» Your task: Revise the data below by replacing each "Trace" with "Draw" and changing nothing else. Leave the pictures out of your output.

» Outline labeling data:
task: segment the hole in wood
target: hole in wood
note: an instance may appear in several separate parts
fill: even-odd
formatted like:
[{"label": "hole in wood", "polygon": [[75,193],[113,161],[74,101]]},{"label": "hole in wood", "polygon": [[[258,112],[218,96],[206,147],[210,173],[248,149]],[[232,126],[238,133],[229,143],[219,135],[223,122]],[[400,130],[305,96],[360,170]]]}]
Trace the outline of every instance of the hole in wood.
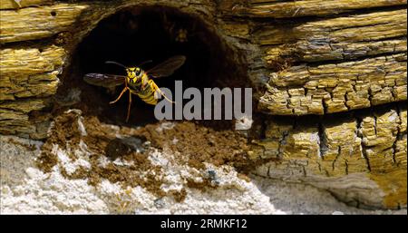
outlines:
[{"label": "hole in wood", "polygon": [[[173,75],[154,79],[159,87],[167,87],[174,94],[176,80],[183,82],[183,89],[248,86],[243,74],[245,65],[232,60],[237,57],[233,53],[217,32],[198,17],[168,7],[128,8],[101,21],[82,41],[71,67],[65,70],[67,75],[59,94],[66,96],[72,90],[80,90],[81,102],[75,107],[84,114],[97,115],[109,123],[126,124],[127,94],[115,104],[109,104],[119,95],[122,86],[109,92],[103,87],[90,85],[83,80],[85,73],[125,75],[122,67],[104,62],[116,61],[126,66],[135,66],[152,60],[142,65],[149,70],[173,55],[181,54],[187,60]],[[145,125],[154,121],[154,106],[133,95],[129,123]],[[217,121],[214,123],[218,128],[232,128],[229,121]]]}]

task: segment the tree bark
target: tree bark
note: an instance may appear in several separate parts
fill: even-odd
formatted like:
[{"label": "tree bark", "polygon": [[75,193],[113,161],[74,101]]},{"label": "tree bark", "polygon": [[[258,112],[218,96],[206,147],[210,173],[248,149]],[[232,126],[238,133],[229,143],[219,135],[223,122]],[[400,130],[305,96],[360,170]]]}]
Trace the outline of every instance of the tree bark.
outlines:
[{"label": "tree bark", "polygon": [[278,160],[256,174],[360,207],[406,207],[406,1],[72,2],[0,1],[0,132],[46,136],[33,112],[100,20],[131,5],[176,7],[246,57],[266,113],[250,154]]}]

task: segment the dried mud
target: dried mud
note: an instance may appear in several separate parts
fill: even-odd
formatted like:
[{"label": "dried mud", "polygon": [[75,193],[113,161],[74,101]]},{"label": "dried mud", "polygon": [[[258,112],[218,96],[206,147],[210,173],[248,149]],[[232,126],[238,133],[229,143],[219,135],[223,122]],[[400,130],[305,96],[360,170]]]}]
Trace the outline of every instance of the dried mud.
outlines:
[{"label": "dried mud", "polygon": [[[220,130],[215,130],[209,122],[160,121],[134,128],[109,125],[96,116],[83,115],[79,110],[58,114],[42,147],[37,166],[44,172],[57,166],[65,178],[87,179],[92,186],[108,180],[119,182],[123,189],[141,186],[158,198],[171,196],[176,201],[182,201],[187,196],[184,189],[169,191],[160,189],[163,168],[153,165],[148,159],[152,150],[171,151],[178,164],[199,170],[197,175],[200,179],[184,178],[184,183],[186,187],[203,190],[217,188],[217,182],[206,172],[205,163],[229,165],[241,172],[247,168],[244,165],[251,163],[246,137],[220,126]],[[226,125],[223,124],[228,128]],[[86,145],[91,167],[78,167],[69,173],[59,164],[55,145],[75,161],[79,159],[75,150],[83,147],[82,143]],[[102,159],[109,161],[104,166],[101,164]],[[114,162],[118,160],[122,163]],[[239,177],[246,176],[239,174]]]}]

» Answer for this exercise:
task: segment the hole in wood
target: hole in wood
note: an instance may appear in several separate parts
fill: even-odd
formatted like:
[{"label": "hole in wood", "polygon": [[75,193],[113,161],[74,101]]},{"label": "hole in wood", "polygon": [[[258,112],[218,96],[206,147],[210,173],[248,149]],[[232,126],[238,133],[229,143],[219,135],[223,122]],[[400,130],[305,96],[360,170]]]}]
Draw the outline of every instance of the hole in wood.
outlines:
[{"label": "hole in wood", "polygon": [[[173,75],[154,79],[159,87],[167,87],[174,94],[176,80],[183,82],[183,89],[248,86],[243,74],[245,65],[232,60],[237,57],[233,53],[217,32],[198,17],[168,7],[128,8],[101,21],[82,41],[71,67],[65,70],[67,75],[59,94],[66,96],[72,90],[80,90],[81,102],[75,107],[84,114],[97,115],[109,123],[126,124],[127,94],[115,104],[109,104],[119,95],[122,86],[109,92],[103,87],[90,85],[83,80],[85,73],[125,75],[122,67],[104,62],[116,61],[126,66],[135,66],[152,60],[142,65],[149,70],[173,55],[181,54],[187,60]],[[145,125],[154,121],[154,106],[133,95],[129,123]],[[217,121],[214,123],[218,128],[232,128],[229,121]]]}]

task: segment the tree bark
target: tree bark
note: an instance may appear in several separate parts
fill: even-odd
formatted like:
[{"label": "tree bark", "polygon": [[75,193],[113,161],[74,101]]},{"label": "tree bark", "polygon": [[[258,112],[218,96],[206,147],[210,173],[248,149]],[[232,126],[238,133],[229,143],[219,135],[223,122]],[[400,130],[305,96],[360,170]]]}]
Draw the outline of every instance of the tree bark.
outlines:
[{"label": "tree bark", "polygon": [[278,160],[256,174],[360,207],[406,207],[406,1],[72,2],[0,1],[0,132],[46,136],[33,112],[100,20],[131,5],[176,7],[246,57],[266,113],[250,154]]}]

task: segment the dried mud
target: dried mud
note: an instance may appear in several separate parts
fill: even-odd
formatted like:
[{"label": "dried mud", "polygon": [[75,193],[113,161],[74,101]]},{"label": "dried mud", "polygon": [[[258,112],[218,96],[206,147],[210,173],[248,149]],[[232,126],[238,133],[229,143],[219,135],[223,122]],[[400,130],[305,96],[360,170]]]}]
Draw the outline of every instance of the dried mud.
outlines:
[{"label": "dried mud", "polygon": [[[220,130],[215,130],[209,122],[160,121],[134,128],[109,125],[96,116],[83,115],[79,110],[58,114],[42,147],[37,166],[44,172],[57,166],[65,178],[87,179],[92,186],[108,180],[119,182],[123,189],[141,186],[158,198],[171,196],[176,201],[182,201],[187,196],[184,189],[169,191],[160,189],[163,168],[153,165],[148,159],[152,150],[171,151],[178,164],[199,170],[197,175],[200,179],[184,178],[184,183],[186,187],[203,190],[217,188],[217,182],[206,172],[205,163],[229,165],[241,172],[247,168],[244,165],[251,163],[246,137],[220,126]],[[226,125],[223,124],[228,128]],[[86,145],[91,167],[78,167],[69,173],[59,164],[55,145],[75,161],[79,159],[75,150],[83,147],[82,143]],[[102,159],[109,161],[104,166],[101,164]],[[114,162],[118,160],[122,163]],[[239,177],[246,176],[239,174]]]}]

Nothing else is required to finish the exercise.